Go through the records below and report each line with "white" in it.

## Input records
* * *

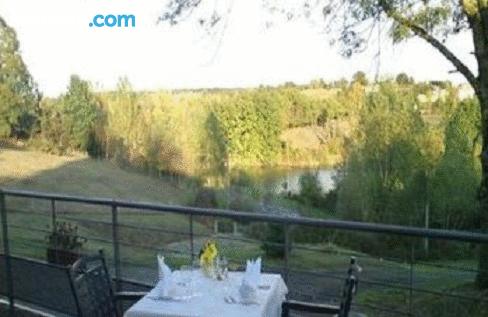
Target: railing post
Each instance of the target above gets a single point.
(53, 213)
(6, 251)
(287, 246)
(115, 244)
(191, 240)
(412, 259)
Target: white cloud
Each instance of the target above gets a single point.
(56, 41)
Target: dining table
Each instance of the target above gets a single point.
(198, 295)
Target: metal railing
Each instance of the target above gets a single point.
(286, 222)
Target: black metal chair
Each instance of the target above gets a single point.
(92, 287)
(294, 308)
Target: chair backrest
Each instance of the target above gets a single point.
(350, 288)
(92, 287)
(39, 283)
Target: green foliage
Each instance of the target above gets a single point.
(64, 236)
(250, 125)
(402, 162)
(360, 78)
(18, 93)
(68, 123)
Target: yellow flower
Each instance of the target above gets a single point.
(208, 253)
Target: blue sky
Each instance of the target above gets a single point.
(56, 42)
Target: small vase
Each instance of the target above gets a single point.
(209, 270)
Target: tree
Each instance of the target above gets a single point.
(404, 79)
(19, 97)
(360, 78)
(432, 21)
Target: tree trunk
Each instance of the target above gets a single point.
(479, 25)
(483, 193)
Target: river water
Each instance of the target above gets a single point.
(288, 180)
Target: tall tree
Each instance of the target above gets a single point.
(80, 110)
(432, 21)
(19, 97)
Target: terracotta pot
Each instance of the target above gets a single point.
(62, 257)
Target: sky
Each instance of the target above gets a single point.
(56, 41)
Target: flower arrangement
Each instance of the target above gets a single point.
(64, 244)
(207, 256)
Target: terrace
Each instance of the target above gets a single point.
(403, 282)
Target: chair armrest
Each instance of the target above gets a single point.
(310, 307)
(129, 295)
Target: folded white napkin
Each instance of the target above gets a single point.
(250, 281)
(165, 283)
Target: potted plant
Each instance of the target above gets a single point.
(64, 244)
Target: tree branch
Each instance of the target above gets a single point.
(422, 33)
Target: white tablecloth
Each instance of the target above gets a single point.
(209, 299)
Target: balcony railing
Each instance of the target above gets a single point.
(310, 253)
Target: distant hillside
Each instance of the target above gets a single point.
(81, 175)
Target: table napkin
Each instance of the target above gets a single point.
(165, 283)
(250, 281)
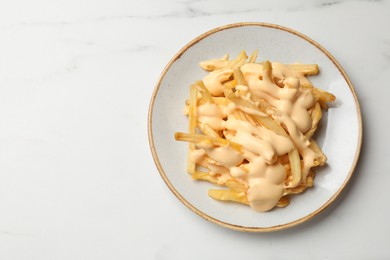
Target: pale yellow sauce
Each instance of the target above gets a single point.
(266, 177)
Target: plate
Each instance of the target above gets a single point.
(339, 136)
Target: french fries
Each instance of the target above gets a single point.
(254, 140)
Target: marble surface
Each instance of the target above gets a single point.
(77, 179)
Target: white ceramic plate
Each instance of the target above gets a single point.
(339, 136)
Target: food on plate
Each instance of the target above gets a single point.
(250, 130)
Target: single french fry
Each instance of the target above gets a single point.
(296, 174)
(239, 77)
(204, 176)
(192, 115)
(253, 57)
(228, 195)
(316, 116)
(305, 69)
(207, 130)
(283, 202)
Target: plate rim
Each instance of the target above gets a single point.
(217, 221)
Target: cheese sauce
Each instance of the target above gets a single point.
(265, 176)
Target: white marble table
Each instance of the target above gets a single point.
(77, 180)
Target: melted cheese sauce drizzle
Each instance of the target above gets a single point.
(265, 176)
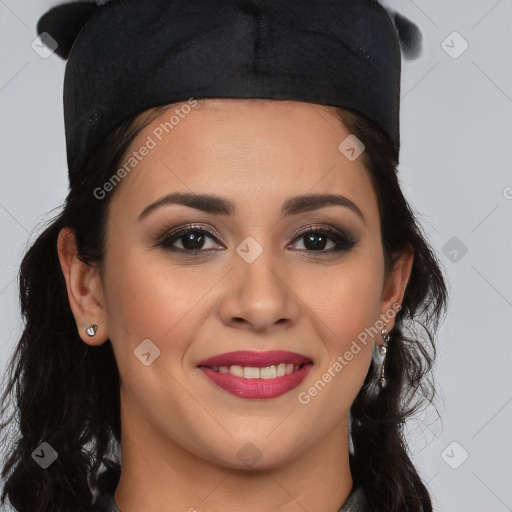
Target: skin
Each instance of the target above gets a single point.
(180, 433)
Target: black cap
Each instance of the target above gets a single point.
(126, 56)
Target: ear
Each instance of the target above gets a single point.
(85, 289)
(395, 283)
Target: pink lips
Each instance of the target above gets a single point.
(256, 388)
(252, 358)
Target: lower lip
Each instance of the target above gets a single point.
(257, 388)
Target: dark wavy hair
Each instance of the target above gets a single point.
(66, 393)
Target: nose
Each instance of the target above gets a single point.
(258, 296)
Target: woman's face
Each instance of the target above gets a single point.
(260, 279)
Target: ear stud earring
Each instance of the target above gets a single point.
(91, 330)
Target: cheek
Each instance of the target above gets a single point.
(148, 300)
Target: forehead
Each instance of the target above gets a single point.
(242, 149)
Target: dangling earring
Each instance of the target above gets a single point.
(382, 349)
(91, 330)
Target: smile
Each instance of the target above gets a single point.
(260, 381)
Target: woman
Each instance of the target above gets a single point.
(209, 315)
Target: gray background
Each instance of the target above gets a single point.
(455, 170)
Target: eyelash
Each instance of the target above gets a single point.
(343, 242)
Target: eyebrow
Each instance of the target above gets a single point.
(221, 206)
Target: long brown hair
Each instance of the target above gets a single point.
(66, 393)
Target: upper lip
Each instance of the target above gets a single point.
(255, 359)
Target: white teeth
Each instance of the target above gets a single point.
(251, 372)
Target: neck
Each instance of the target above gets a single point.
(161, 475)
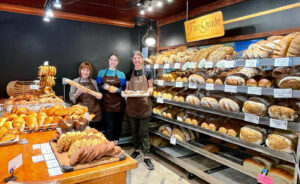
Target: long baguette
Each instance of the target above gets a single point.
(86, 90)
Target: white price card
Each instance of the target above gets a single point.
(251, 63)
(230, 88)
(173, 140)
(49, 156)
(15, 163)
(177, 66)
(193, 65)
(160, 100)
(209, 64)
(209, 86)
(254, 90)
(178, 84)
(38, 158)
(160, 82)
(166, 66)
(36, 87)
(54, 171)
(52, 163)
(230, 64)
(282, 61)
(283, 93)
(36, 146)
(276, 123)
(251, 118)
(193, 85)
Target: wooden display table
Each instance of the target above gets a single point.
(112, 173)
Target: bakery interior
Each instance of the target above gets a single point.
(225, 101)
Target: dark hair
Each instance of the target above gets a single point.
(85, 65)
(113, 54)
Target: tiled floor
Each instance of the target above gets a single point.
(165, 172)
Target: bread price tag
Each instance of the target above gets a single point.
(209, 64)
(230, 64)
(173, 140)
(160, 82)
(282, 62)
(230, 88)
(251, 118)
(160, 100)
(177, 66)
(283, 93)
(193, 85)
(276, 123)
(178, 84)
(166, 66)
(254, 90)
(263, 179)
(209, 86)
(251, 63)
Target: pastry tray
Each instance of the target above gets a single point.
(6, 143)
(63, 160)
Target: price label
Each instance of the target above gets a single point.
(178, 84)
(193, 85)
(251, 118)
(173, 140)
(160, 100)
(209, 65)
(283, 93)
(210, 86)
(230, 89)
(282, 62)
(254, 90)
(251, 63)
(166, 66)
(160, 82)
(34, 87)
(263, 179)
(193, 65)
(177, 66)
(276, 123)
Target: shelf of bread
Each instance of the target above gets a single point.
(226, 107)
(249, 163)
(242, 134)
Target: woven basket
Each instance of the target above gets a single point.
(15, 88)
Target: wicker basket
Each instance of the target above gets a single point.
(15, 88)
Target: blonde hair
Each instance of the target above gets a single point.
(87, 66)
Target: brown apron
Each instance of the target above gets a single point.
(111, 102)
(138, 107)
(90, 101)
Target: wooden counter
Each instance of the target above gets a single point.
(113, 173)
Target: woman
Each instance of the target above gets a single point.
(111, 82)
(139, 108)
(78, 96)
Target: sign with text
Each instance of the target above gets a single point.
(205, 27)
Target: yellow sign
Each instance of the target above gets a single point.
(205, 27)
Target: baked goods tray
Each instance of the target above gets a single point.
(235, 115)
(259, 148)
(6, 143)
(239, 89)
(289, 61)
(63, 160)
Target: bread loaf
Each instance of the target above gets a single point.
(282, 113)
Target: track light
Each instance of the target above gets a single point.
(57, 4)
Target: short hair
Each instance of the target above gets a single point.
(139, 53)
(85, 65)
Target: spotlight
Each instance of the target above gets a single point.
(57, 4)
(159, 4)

* * *

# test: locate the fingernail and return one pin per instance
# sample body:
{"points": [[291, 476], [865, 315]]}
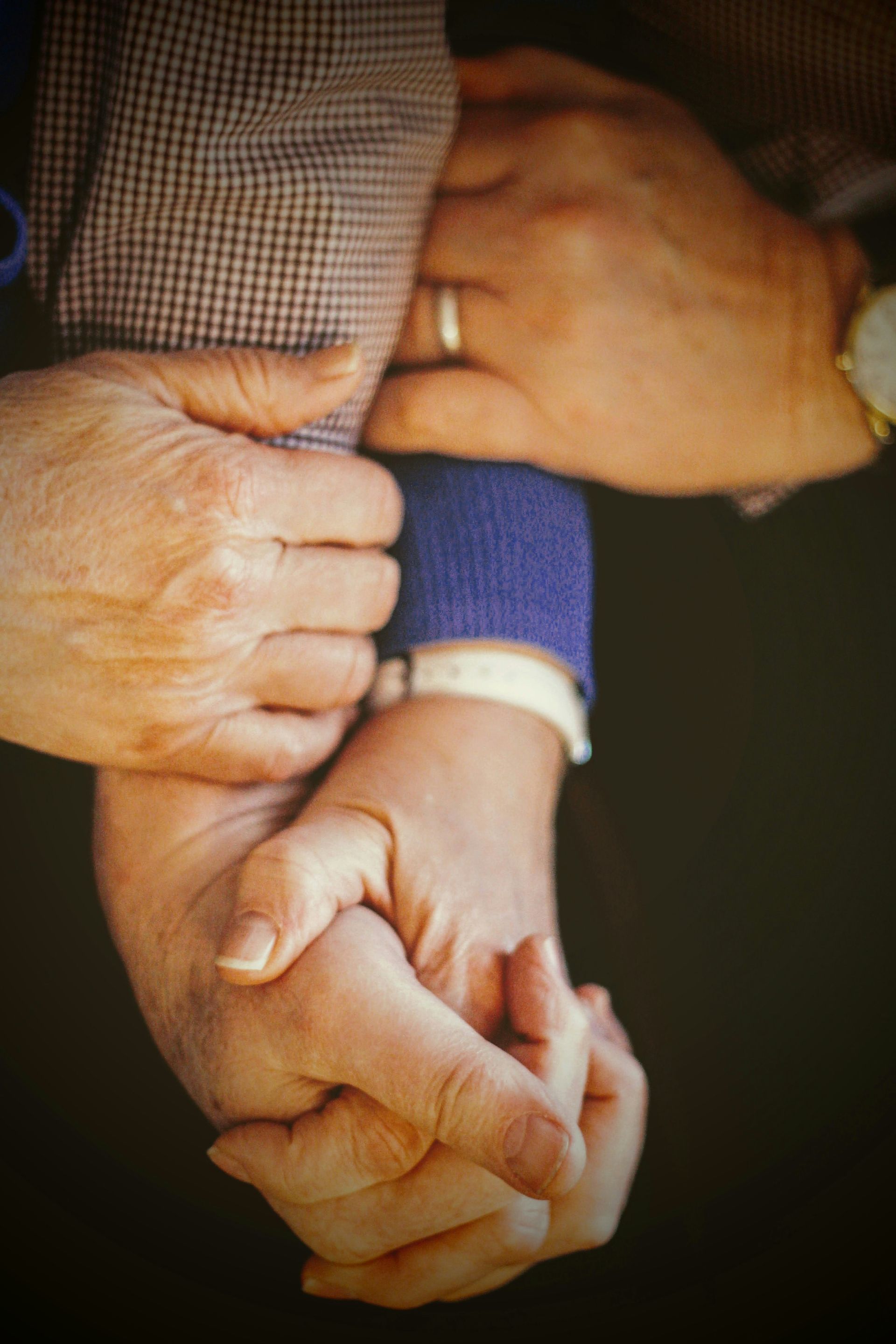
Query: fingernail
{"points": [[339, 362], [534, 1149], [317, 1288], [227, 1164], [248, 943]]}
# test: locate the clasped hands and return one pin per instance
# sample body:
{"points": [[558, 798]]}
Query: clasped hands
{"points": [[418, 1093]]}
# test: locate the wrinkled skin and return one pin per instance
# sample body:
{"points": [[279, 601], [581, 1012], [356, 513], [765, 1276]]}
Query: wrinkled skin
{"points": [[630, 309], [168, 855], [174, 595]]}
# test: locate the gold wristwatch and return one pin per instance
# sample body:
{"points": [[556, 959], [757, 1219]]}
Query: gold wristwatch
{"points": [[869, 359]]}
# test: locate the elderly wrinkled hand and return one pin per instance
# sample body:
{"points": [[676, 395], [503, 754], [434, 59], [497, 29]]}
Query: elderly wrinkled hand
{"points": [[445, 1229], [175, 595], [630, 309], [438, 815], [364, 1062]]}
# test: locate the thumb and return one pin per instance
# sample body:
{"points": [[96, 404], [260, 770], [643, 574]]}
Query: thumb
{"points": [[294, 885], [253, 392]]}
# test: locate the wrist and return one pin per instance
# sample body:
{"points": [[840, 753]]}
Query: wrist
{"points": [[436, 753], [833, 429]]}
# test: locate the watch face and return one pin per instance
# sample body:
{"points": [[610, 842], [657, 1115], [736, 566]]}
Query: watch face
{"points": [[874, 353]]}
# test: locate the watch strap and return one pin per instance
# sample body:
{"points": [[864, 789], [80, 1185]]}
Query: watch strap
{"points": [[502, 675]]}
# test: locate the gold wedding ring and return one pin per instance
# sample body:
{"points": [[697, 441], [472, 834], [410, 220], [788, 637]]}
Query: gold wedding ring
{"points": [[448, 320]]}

* * *

## Response for this exercise
Target: white cloud
Target: folded white napkin
Target: white tablecloth
Target: white ceramic plate
Target: white marble table
Target: white teeth
Target: white price card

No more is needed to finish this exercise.